*** Begin section ***

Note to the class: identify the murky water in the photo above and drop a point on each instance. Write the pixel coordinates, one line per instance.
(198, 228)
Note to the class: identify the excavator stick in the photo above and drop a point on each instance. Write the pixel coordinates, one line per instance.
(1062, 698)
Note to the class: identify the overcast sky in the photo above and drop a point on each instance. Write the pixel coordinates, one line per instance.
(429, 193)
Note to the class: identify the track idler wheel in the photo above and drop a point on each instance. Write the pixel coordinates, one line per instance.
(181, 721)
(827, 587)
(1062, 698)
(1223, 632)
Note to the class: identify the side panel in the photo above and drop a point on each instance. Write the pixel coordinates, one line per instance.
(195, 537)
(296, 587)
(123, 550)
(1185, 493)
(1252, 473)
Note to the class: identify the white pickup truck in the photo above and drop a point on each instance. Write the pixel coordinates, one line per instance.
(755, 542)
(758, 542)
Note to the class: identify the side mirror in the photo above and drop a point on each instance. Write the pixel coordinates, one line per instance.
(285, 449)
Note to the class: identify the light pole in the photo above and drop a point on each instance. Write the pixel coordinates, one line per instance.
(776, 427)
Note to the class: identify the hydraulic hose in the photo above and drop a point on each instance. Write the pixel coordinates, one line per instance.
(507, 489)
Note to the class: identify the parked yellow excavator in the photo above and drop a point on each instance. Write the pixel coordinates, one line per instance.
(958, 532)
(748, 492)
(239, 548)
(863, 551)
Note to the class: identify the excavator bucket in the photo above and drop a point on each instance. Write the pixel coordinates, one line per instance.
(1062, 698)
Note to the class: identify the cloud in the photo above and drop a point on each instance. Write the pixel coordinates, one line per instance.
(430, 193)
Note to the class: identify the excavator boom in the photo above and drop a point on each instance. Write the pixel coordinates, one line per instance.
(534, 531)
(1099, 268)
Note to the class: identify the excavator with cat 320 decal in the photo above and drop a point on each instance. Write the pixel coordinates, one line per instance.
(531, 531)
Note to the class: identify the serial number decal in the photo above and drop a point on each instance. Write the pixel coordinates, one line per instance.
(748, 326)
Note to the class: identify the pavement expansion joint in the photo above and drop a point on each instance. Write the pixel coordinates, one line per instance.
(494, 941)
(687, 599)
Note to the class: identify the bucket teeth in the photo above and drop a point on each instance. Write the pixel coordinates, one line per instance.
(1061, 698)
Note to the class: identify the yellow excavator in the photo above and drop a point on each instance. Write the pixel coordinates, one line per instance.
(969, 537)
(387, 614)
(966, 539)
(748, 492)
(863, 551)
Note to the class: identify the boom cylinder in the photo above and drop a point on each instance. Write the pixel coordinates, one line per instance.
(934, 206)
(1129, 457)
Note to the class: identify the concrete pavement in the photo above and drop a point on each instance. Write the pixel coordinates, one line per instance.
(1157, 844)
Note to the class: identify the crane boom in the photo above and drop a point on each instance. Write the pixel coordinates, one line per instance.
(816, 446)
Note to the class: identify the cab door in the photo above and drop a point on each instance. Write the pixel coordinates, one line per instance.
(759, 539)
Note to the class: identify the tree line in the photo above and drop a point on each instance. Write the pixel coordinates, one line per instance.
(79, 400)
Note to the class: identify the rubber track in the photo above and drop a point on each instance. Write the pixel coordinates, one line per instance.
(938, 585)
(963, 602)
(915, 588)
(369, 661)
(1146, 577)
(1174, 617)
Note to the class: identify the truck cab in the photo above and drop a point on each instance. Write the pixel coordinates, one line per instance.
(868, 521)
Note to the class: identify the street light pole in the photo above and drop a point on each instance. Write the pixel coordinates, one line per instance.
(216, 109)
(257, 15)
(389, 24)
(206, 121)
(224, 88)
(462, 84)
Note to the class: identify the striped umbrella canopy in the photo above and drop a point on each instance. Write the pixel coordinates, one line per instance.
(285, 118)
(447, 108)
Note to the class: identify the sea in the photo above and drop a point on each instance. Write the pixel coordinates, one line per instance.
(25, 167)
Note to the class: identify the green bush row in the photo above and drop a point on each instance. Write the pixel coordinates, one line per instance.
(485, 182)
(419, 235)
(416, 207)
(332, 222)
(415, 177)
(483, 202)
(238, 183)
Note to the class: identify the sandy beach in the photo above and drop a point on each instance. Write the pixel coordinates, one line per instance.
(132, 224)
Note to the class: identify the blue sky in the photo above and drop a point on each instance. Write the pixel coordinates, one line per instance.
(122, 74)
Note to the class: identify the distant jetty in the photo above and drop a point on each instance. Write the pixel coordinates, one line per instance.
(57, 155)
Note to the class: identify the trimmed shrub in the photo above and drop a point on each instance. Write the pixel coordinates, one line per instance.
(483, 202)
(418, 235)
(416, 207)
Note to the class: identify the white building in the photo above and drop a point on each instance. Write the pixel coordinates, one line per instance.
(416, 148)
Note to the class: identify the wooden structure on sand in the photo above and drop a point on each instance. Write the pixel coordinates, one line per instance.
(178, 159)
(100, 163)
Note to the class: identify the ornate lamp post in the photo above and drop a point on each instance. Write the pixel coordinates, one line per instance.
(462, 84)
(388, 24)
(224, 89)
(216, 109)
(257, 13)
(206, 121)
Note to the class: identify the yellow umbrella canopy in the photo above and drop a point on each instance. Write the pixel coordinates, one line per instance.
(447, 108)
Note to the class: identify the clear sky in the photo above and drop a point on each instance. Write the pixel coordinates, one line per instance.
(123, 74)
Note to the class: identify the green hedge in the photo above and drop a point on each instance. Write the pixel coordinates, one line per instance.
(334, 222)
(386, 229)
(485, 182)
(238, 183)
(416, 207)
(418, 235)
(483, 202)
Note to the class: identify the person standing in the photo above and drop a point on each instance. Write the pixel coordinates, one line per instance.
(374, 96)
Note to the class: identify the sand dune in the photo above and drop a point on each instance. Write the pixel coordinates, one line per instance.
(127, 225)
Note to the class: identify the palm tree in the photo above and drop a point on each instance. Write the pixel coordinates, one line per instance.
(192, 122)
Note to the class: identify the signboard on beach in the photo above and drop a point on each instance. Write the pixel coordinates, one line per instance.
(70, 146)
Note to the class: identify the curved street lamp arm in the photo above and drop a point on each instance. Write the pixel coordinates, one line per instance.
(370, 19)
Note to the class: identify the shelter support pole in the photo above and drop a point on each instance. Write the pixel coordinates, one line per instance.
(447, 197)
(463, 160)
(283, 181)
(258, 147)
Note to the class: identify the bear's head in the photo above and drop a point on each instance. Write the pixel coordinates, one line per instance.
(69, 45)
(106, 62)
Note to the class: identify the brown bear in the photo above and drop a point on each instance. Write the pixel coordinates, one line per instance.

*** End section ***

# [HOW TO COMPLETE THIS TASK]
Repeat the listing above exactly. Add nothing.

# [YOUR RESPONSE]
Note to the class: identify the murky water in the photo above and drop a point on each instance. Write the pixel coordinates, one line per instance.
(198, 228)
Note to the class: identify the excavator stick in the photo above and drop a point on each instance. Write the pixel coordinates, one line per instance.
(1062, 698)
Note to the class: identify the overcast sky in the photo above and drop a point on each instance. Write the pixel coordinates, one line per instance.
(429, 193)
Note to the class: identify the track idler wheel in the photo above and drop a point on each instance. Write the pixel coordinates, one line per instance.
(181, 721)
(827, 587)
(1062, 698)
(1223, 632)
Note to the class: identify the side panel in the photo above and drop a point on each instance. Write the pixel coordinates, one line per instance.
(195, 537)
(296, 587)
(123, 550)
(1185, 493)
(1252, 473)
Note to the class: identify the white pickup truck in the photo above and drop a point on each instance. Write the pixel coordinates, one line per instance.
(755, 542)
(758, 542)
Note to the class: identify the side mirror in the photo above and drop a point on each instance. Write the pixel coordinates, one line per instance.
(285, 449)
Note to the class: identify the light pole in the photo above and drop a point on each instance. Write the pixel coordinates, one line per instance.
(776, 427)
Note to the class: identify the hydraulic hose in the photo above and drop a point on each instance. Write the pixel coordinates, one line per instance.
(507, 489)
Note to the class: identify the parked yellow excavator in the photo above and drop a point on each instance. Write the pixel coordinates, one line per instance.
(958, 532)
(748, 492)
(239, 548)
(863, 551)
Note to the class: identify the excavator bucket in the photo above and drop a point on each instance. Write the pixel coordinates, one line per instance.
(1062, 698)
Note to the class: identify the cloud in the photo above and drop a point on each instance. Write the pixel coordinates, one line per instance.
(430, 193)
Note to the class: identify the excavator boom in the photo above and drop a point on each instance. Write the pixel coordinates, one line per instance.
(534, 531)
(1099, 268)
Note to the class: identify the excavator with cat 320 decal in the photo above and drop a point on each instance. Write the pixel coordinates, one line per instance.
(531, 531)
Note to the class: identify the serial number decal in the photo above and drop a point on each instance. Write the pixel coordinates, one line per instance.
(748, 326)
Note to the class: identify the pavement expansion joint in the photo above and drop a point on each instance. Write the pixel coordinates, one line per instance.
(494, 941)
(687, 599)
Note to the class: identify the bucket teeth in the photo above and drop a point on each instance. Write the pixel coordinates, one line per instance.
(1061, 698)
Note to the class: identify the yellow excavator in the photo above and drop a point on each instance. Write the pixel coordinates, one line per instance.
(969, 537)
(387, 614)
(966, 539)
(748, 492)
(863, 551)
Note to the class: identify the boom cylinder in the photo above and drop a point on each instance. Write the pixel coordinates, one line per instance.
(934, 206)
(1129, 457)
Note to the class: identify the concrete pavement in the photo above and drop a point on each instance. Write the pixel coordinates, one line per instance.
(1157, 844)
Note to the class: identify the crane boom in the photo above and drop a point on each instance. Write the pixel coordinates, one line per instance.
(816, 446)
Note to the class: identify the cab door in the photo above and drop a point on each instance. Write the pixel coordinates, one line per instance.
(759, 539)
Note to the class: identify the tree line in the photo above and drop a point on each instance. Write the pixel coordinates, one line per instance.
(79, 400)
Note to the class: identify the rubber track in the photo above and drop a point on each instance. Write the pixel coordinates, one line per instance.
(938, 585)
(963, 602)
(915, 588)
(369, 661)
(1146, 577)
(1174, 617)
Note to the class: identify the truck cab in the photo above and drop a point on each instance. Write the pixel coordinates, one line per instance.
(868, 521)
Note to the class: identify the street light pole in the photo above and drop a point on each instance. Write the pixel coordinates, one line per instance.
(216, 109)
(257, 15)
(389, 24)
(206, 121)
(224, 88)
(462, 84)
Note to the class: identify the striped umbrella canopy in the photo above and drop a point on each instance. Write the pixel coordinates, one line per instance.
(285, 118)
(447, 108)
Note to the class: identify the sea in the photo above and drop a point on each instance. Write the pixel coordinates, one line per instance.
(25, 167)
Note to the class: identify the green bush row in the photo above and drop a point on each instance. Write the pixel coordinates, one line per instance.
(485, 182)
(419, 235)
(416, 207)
(332, 222)
(415, 177)
(483, 202)
(238, 183)
Note to the class: identify the sandy beach in the photo above and drop a point on each instance. Write the pixel coordinates, one line per instance.
(132, 224)
Note to the class: identify the blue sky in the photo above and drop a point on each instance. Write the pixel coordinates, one line per instance.
(122, 74)
Note to the class: identify the distant jetty in the photo above and drop a point on each instance. Write the pixel coordinates, one line per instance.
(57, 155)
Note to the class: identify the trimmed shrub in the photo above and drop a point on each instance. Write the pixel coordinates, one line per instance.
(483, 202)
(418, 235)
(416, 207)
Note to the class: identify the white building in the photo above and drop a point on each instance. Write the pixel coordinates, one line per instance.
(416, 148)
Note to the class: identify the wooden structure on sand in the photo above and drop a point on each instance. Write the pixel coordinates, one line per instance.
(178, 159)
(100, 163)
Note to the class: identify the ornate lamp post in the photo above and drop a point on each instance. Write the pixel coordinates, one line per instance.
(462, 84)
(388, 24)
(224, 89)
(216, 109)
(257, 13)
(206, 121)
Note to the class: identify the yellow umbrella canopy in the photo above and drop a point on each instance. Write the pixel coordinates, one line per instance.
(447, 108)
Note to the class: identify the clear sky in the photo above and drop a point on each instance. Write the pixel coordinates, one line per instance.
(123, 74)
Note to the class: identify the green hedge in the photo above and drop a point on each instance. Write the pixel coordinates, one line per instance.
(334, 222)
(386, 229)
(485, 182)
(238, 183)
(416, 207)
(418, 235)
(483, 202)
Note to the class: identify the person standing in the photo above and drop a point on each instance. Write the pixel coordinates, one line per instance.
(374, 96)
Note to the class: identify the sand dune in the photo above and drop a point on each instance. Write the pixel coordinates, one line per instance.
(127, 225)
Note to the class: identify the palm tree in the photo above and drop a point on each instance. Write the pixel coordinates, one line per instance.
(192, 122)
Note to the class: identify the signboard on beach in the photo above and drop a point on each instance. Write the pixel coordinates, one line per instance.
(70, 146)
Note to the class: identify the curved street lamp arm in the photo above and drop a point on each instance. Write the pixel coordinates, one line per instance.
(370, 19)
Note to the class: identify the shelter support pole in the photo above and drop a point on each instance. Write the pixel coordinates, one line per instance.
(447, 197)
(463, 160)
(283, 181)
(258, 147)
Note to the class: identify the bear's head in the photo above and drop a point on each instance. Write the pixel coordinates, one line per instance.
(69, 45)
(106, 62)
Note to the class: identify the brown bear in the photo above and drop a point on each instance. Write the pixel coordinates, one line per instance.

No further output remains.